Brief =>
Every line from the one with "Objective — one point per instance of the swimmer" through the end of the records below should be restated word for word, and nothing outside that span.

Data section =>

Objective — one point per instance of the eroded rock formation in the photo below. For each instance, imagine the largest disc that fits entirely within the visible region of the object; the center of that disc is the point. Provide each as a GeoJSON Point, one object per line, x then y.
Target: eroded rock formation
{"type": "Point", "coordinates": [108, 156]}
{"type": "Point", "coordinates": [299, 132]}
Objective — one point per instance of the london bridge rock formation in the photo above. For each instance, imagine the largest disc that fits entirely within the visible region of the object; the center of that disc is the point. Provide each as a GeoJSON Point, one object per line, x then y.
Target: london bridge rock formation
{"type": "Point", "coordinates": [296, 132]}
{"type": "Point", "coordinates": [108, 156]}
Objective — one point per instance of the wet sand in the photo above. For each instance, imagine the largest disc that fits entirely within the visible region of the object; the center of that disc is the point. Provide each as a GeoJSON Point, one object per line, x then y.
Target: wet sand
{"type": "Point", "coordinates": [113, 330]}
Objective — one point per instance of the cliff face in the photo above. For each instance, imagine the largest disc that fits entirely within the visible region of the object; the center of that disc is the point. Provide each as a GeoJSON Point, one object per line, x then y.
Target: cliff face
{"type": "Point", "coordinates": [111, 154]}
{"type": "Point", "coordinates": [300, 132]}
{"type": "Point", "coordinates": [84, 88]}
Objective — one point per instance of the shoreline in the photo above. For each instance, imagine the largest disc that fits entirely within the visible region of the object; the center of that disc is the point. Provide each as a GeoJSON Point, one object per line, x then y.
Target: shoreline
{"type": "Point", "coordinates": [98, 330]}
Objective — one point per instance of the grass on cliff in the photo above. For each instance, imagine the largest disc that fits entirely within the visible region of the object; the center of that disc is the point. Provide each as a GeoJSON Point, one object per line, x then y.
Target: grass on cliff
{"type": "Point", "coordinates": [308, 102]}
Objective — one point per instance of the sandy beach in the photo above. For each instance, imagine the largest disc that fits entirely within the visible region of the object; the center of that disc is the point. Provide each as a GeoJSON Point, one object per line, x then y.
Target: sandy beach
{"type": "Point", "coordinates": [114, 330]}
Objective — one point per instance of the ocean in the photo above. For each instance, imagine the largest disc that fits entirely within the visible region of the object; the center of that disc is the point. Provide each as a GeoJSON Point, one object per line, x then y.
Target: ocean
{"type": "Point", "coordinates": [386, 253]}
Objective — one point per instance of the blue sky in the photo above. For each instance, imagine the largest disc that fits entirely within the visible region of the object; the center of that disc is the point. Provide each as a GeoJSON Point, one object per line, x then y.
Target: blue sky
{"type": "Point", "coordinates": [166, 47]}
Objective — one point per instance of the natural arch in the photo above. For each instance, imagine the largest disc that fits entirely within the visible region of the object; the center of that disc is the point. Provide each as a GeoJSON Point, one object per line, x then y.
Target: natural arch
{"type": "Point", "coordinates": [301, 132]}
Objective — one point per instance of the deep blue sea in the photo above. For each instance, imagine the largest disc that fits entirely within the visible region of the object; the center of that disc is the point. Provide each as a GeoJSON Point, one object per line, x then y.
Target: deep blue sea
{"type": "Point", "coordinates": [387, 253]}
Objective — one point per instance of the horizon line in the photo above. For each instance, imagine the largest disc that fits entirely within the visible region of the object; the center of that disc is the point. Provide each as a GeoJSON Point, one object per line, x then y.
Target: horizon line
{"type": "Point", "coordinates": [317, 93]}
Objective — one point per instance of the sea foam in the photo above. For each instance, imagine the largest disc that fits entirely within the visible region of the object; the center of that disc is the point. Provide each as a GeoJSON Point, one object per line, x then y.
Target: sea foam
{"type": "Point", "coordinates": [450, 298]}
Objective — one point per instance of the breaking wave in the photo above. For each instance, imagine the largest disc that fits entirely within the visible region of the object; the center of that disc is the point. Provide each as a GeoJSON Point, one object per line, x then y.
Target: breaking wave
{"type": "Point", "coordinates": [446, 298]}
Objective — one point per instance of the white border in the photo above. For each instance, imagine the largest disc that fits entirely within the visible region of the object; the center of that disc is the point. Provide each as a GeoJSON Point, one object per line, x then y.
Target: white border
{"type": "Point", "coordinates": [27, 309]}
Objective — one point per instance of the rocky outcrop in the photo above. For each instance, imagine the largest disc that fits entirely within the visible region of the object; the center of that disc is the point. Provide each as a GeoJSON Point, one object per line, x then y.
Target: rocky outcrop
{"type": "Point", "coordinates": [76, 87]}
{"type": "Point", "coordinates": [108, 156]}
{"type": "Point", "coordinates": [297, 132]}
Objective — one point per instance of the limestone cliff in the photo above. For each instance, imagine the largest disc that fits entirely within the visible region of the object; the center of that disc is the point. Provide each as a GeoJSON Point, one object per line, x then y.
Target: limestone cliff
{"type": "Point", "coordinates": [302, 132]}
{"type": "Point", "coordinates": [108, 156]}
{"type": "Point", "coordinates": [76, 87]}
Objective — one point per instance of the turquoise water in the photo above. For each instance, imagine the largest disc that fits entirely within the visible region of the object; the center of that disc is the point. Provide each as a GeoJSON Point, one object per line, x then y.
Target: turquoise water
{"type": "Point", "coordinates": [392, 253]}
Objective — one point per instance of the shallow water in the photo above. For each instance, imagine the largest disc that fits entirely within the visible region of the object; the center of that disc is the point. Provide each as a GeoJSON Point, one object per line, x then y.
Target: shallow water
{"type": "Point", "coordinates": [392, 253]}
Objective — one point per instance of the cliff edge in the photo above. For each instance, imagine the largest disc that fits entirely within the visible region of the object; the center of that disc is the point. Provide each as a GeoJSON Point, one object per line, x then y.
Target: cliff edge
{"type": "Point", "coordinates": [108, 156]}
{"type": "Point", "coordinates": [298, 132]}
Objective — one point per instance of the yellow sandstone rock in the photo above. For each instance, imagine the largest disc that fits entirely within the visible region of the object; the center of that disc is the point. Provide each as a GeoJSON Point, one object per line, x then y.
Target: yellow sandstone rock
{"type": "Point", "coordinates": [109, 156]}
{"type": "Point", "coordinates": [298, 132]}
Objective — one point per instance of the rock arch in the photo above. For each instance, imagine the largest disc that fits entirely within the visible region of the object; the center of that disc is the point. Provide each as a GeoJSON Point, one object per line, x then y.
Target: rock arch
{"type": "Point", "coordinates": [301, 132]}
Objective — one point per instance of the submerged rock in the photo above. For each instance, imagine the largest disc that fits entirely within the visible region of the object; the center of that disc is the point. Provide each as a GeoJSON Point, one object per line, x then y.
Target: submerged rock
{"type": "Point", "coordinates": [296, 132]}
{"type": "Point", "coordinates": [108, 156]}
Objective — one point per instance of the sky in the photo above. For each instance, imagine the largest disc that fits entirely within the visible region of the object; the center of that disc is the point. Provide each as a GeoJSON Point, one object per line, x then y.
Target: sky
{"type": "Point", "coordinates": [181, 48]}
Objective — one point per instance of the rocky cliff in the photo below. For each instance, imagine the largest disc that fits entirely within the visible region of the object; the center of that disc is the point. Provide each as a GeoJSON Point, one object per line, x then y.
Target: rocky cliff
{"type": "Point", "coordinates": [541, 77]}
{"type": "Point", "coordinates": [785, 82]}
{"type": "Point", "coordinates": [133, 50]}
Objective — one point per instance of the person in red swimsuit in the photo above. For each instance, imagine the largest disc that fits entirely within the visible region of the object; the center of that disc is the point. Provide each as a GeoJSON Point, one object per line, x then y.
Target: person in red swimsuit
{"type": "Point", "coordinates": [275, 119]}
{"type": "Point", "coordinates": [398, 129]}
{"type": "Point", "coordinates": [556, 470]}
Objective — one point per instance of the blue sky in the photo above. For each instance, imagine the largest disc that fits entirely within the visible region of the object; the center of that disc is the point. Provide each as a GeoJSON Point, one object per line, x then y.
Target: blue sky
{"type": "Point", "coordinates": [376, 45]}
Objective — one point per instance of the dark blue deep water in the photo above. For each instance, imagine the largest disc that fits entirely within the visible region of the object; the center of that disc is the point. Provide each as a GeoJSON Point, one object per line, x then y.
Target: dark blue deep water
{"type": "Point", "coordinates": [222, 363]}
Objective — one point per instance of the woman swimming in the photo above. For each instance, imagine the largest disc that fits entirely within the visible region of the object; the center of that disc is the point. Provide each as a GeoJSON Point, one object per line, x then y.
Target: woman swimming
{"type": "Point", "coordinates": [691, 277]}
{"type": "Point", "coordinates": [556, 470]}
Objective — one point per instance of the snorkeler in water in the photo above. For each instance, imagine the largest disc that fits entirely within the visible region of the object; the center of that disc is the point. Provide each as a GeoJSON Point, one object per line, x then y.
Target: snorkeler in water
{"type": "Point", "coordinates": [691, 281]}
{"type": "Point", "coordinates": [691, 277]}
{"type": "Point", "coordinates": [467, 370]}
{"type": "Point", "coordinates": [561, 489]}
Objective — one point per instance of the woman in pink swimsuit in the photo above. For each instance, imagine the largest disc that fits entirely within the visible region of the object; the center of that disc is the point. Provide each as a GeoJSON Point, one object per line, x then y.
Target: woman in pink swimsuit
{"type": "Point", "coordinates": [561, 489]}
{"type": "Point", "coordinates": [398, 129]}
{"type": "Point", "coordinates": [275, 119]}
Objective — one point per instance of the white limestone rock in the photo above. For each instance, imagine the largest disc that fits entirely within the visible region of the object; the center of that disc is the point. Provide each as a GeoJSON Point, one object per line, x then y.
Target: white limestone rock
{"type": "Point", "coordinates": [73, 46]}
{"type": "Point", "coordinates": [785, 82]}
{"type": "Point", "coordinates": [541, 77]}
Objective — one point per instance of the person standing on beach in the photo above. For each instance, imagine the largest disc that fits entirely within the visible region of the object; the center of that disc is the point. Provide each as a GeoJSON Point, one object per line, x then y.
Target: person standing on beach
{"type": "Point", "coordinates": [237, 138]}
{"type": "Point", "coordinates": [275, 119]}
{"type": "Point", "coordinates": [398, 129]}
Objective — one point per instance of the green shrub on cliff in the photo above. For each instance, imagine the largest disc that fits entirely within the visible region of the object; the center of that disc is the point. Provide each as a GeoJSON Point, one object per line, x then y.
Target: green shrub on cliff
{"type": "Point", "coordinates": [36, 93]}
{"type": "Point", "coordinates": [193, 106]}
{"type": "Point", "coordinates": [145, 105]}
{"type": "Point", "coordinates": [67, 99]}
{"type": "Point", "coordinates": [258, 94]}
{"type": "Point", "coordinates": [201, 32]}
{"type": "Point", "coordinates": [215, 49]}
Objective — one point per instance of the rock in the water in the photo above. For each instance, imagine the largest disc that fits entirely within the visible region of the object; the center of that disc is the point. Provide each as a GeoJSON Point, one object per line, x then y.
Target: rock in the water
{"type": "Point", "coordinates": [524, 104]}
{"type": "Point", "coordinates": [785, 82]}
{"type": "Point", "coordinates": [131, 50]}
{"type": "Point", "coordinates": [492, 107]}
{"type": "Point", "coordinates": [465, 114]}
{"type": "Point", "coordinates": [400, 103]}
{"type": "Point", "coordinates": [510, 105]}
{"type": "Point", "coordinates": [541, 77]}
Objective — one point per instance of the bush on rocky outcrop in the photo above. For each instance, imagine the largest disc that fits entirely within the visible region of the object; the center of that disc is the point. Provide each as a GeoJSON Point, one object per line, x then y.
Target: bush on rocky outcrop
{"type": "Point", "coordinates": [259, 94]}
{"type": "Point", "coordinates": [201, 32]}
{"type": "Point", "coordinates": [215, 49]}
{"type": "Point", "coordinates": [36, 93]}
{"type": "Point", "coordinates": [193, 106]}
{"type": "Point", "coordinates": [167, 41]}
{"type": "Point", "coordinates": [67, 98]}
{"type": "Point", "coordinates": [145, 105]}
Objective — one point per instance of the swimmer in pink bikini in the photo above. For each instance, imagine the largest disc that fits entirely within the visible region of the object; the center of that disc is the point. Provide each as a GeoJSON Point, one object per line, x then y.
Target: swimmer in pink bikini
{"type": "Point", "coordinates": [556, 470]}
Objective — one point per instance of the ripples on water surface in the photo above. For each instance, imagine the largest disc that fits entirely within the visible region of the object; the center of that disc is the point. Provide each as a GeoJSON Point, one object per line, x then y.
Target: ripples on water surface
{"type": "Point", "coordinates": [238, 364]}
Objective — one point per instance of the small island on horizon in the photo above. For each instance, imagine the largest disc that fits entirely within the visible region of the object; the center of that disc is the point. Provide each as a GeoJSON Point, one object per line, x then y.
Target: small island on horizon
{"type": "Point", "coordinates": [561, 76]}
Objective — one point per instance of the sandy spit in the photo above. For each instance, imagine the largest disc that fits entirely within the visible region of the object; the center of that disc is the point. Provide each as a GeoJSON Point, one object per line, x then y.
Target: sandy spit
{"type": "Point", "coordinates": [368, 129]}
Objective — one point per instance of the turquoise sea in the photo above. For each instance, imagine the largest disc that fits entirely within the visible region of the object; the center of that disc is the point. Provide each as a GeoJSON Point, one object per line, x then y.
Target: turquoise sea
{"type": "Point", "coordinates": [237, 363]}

Completed task =>
Objective — one point per instance of the swimmer in pink bikini in the photo above. For each instance, imagine the largest disc that fits entirely within the visible region of the object; the center of that disc is the point. Provide each as a GeoJSON Point, one object per line, x then y.
Target: swimmer in pink bikini
{"type": "Point", "coordinates": [556, 470]}
Objective — one point per instance of the ripples on water surface in the photo above. For each instance, imagine the largest disc that fits entirely within the visible region of the object; the center of that disc is the point. Provide each as a GeoJSON Point, one object per line, x then y.
Target: ripples on water surface
{"type": "Point", "coordinates": [238, 364]}
Objective — one point per instance of the small island on horizon in the photo above. For each instance, imagine the largest disc that fits entirely within the visible region of the object; the center of that disc is the point. Provide each as a GeoJSON Point, one object per line, x then y.
Target: small island on horizon
{"type": "Point", "coordinates": [561, 76]}
Objective — one point per instance of the sandy spit in the photo above. For each instance, imagine the largest disc that fits entirely within the visible region of the object; the center of that disc is the point. Provide each as a GeoJSON Point, one object per line, x then y.
Target: sandy spit
{"type": "Point", "coordinates": [368, 129]}
Objective — one point per instance of the turquoise sea in the photo above. For each instance, imagine the largest disc that fits entirely within the visible region of the object; the center of that disc is the point. Provide each as a GeoJSON Point, one object per line, x then y.
Target: turquoise sea
{"type": "Point", "coordinates": [237, 363]}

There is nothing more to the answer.